**Exercise goal:**
Reproduce the data below in full, swapping each occurrence of "soccer player" for "football player" and leaving everything else unchanged.

**Material to process:**
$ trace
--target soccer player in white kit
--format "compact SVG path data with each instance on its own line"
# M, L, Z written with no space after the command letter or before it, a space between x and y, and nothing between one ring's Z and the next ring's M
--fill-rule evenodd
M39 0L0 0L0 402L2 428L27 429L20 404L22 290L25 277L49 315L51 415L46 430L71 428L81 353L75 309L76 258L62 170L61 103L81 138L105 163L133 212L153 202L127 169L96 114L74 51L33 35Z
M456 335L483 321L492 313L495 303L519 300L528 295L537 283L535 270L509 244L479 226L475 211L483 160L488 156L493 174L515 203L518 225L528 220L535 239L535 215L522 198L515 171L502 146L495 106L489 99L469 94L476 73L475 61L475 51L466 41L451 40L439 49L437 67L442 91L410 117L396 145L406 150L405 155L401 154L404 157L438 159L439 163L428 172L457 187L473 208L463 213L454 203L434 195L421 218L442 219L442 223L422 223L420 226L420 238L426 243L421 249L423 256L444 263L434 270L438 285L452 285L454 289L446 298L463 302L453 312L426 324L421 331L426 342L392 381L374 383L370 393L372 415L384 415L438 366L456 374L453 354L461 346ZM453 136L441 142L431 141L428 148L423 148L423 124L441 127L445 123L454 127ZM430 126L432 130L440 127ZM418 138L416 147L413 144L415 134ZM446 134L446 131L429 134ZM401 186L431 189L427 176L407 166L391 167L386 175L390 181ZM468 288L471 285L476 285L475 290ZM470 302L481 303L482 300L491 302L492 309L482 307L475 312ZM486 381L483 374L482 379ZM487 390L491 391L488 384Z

**Complete response:**
$ trace
--target football player in white kit
--format "compact SVG path data with each instance on its own line"
# M, L, Z written with no space after the command letter or before it, a space between x and y, and nothing between one ring's Z and the next ring's M
--fill-rule evenodd
M39 0L0 0L0 402L2 428L27 429L20 404L22 290L25 277L49 315L51 415L46 430L71 428L81 353L75 309L76 258L62 170L61 103L81 138L105 163L133 212L153 202L127 169L96 114L74 51L33 35Z
M456 335L483 321L492 313L495 303L519 300L528 295L537 283L535 270L509 244L479 226L475 211L483 160L488 156L493 174L515 203L518 225L528 220L535 239L535 215L522 198L515 171L502 146L495 106L489 99L469 94L476 73L475 61L475 51L466 41L451 40L439 49L437 67L442 91L410 117L396 145L406 150L405 155L401 154L404 157L438 159L439 163L428 172L457 187L473 208L463 213L454 203L434 195L421 218L442 219L442 223L422 223L420 226L420 238L426 243L421 249L423 256L444 263L434 270L438 285L452 285L454 289L446 298L463 302L453 312L426 324L421 331L426 342L392 381L374 383L370 393L372 415L384 415L438 366L456 374L453 354L461 346ZM453 136L441 142L431 141L428 148L423 148L423 124L441 127L445 123L454 127ZM430 126L432 130L440 127ZM418 138L416 147L413 144L415 134ZM446 134L446 131L429 134ZM401 186L431 189L427 176L407 166L391 167L386 175L390 181ZM468 288L471 285L476 285L475 290ZM470 302L481 303L482 300L491 302L492 309L482 307L475 312ZM486 381L483 374L482 379ZM487 390L491 391L488 384Z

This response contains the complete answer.